### [WHAT THE TASK REQUIRES]
For the records below, print every one exactly, with nothing dropped.

### [DATA UNDER STUDY]

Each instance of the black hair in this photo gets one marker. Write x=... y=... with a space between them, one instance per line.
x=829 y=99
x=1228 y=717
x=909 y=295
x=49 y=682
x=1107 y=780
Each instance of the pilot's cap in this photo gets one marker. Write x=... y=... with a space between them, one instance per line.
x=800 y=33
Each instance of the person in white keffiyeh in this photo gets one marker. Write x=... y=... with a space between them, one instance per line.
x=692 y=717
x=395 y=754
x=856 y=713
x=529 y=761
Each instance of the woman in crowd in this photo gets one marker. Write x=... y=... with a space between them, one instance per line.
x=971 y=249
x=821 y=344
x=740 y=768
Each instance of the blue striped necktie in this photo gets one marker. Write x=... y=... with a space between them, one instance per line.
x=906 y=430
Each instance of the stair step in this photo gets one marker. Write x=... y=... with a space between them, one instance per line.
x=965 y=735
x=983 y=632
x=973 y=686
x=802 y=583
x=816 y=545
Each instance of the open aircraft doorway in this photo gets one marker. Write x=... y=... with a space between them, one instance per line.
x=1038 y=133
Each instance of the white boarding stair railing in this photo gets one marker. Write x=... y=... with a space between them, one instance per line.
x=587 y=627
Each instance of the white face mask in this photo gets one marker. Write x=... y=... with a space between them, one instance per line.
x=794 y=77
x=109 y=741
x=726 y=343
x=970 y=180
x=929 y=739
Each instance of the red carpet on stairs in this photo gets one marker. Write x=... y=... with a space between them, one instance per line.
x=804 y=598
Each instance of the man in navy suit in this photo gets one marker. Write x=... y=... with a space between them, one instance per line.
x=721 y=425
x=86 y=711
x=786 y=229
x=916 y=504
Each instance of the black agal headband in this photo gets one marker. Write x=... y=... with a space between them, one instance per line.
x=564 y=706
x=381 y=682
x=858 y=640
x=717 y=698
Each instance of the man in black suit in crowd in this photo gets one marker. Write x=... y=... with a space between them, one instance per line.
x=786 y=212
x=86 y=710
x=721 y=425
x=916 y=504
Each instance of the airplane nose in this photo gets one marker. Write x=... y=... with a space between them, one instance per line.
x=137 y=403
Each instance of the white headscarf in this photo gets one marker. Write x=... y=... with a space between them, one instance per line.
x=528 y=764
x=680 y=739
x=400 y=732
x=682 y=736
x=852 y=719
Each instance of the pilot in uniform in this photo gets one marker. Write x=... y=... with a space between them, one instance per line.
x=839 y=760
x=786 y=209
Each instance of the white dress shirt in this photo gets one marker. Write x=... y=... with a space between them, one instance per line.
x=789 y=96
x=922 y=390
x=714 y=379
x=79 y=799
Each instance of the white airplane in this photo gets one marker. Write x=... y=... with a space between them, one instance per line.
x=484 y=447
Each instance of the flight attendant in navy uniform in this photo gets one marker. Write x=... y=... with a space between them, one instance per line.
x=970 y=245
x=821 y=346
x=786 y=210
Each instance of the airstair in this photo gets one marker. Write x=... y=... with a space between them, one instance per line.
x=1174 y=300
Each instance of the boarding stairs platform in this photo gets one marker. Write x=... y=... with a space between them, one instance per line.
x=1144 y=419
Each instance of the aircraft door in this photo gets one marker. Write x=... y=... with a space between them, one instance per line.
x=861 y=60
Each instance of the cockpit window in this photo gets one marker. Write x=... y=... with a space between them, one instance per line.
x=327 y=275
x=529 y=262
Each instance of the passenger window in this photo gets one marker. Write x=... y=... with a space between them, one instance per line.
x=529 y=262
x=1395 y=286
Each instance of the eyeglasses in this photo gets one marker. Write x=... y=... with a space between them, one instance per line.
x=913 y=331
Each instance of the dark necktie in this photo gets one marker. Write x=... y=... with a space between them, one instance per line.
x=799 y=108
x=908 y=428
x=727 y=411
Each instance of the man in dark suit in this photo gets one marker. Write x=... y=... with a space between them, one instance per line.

### [EXERCISE ANSWER]
Each instance of the black hair in this photo gets one marker. Write x=... y=... with a space between them, one instance per line.
x=829 y=99
x=1228 y=717
x=909 y=295
x=49 y=682
x=1107 y=780
Each instance of the pilot's cap in this photo gets one marker. Write x=... y=... with a space between them, one instance per line.
x=800 y=33
Each instance of the person in white keffiyeh in this photo gets one marker. Write x=... y=... with a space between them, one instance per line.
x=692 y=717
x=395 y=754
x=856 y=713
x=529 y=761
Each instance of the woman in crowd in this photo gets one marker. Write x=... y=... with a space between them, one instance per line.
x=971 y=249
x=821 y=344
x=740 y=768
Each instance of the blue striped necktie in this photo gets one marker. Write x=... y=... with a space between them, one instance per line.
x=906 y=430
Each instance of the stair step in this photo gets one marker. Write x=... y=... with a space between them, one instance per line.
x=965 y=735
x=983 y=632
x=973 y=686
x=802 y=583
x=816 y=545
Each instance of the open aircraft doorway in this photo gets one marker. Write x=... y=... with a space between them, one instance per line.
x=1038 y=133
Each instance of the white boarding stair railing in this photo gets one marker. Write x=... y=... with a space between them, one instance per line.
x=587 y=627
Each instance of the white face mask in this photo gets one marker. Write x=... y=... with a space between them, one instance per line.
x=794 y=77
x=109 y=741
x=726 y=343
x=970 y=180
x=929 y=739
Each instance of the red carpet on stairs in this photo gets one marker. Write x=... y=... with a space between them, one instance per line.
x=804 y=598
Each instance of the man in navy suit in this photo gets one marker. Write x=... y=... with a space between them, one instance per line.
x=721 y=425
x=86 y=711
x=786 y=229
x=916 y=504
Each instance of the black agal headband in this photo gets one marker. Write x=... y=... with a space between them, one instance per line.
x=564 y=706
x=381 y=682
x=858 y=640
x=717 y=698
Each instance of the man in black suit in crowd in this photo gets one marker. Write x=... y=... with a space between them, one instance per line.
x=786 y=212
x=86 y=710
x=721 y=425
x=916 y=504
Each instance of the airplane nose in this photo gets one marker. Write x=... y=... with a space between them, one instance per line.
x=137 y=403
Each instance of the white headscarf in this photo gets one marker. Write x=... y=... with a space between them, one instance per line.
x=528 y=764
x=680 y=739
x=400 y=732
x=682 y=736
x=852 y=719
Each instance of the pilot in uniform in this photo gets one marker. Write x=... y=... with a space between them, one instance per line.
x=839 y=760
x=786 y=209
Each instance of the white dress shirt in this photo gets one marker. Write x=... y=... with a space between them, one instance per line.
x=789 y=96
x=922 y=390
x=714 y=379
x=79 y=799
Each instance of the white airplane in this photo gets one marker. Write x=... y=... with a space between them, one instance per line.
x=484 y=447
Each instance of the flight attendant in navy uniform in this photo gets one marker. Write x=... y=... with a space between them, one instance per line.
x=970 y=245
x=821 y=346
x=786 y=210
Each instance of the airstair in this photo gets one marker. Write x=... y=... with a space between them, one instance per line.
x=1174 y=300
Each instance of the boarding stairs platform in this photo gets one marker. Write x=... y=... with a space between them, one instance per line.
x=1144 y=419
Each instance of the aircraft door in this photo gets one marker. Write x=... y=... with a space between them, one instance per line.
x=861 y=60
Each instance of the cockpit window in this photo gets one marker. Write x=... y=... with a space between them, one instance per line.
x=327 y=275
x=529 y=262
Each instance of the passenger window in this photo gets one marker. Write x=... y=... with a space between them, one instance per line.
x=529 y=262
x=1395 y=286
Each instance of the eyeglasses in this photo gets one marker. Write x=... y=... with a space between them, one instance per line.
x=913 y=331
Each instance of the dark necktie in this photo gets one marker. Write x=... y=... with a space between them, one instance per line.
x=799 y=108
x=908 y=428
x=727 y=411
Each instance of the man in dark suit in this photo gets one marker. Write x=... y=... with a space between them, one instance per line.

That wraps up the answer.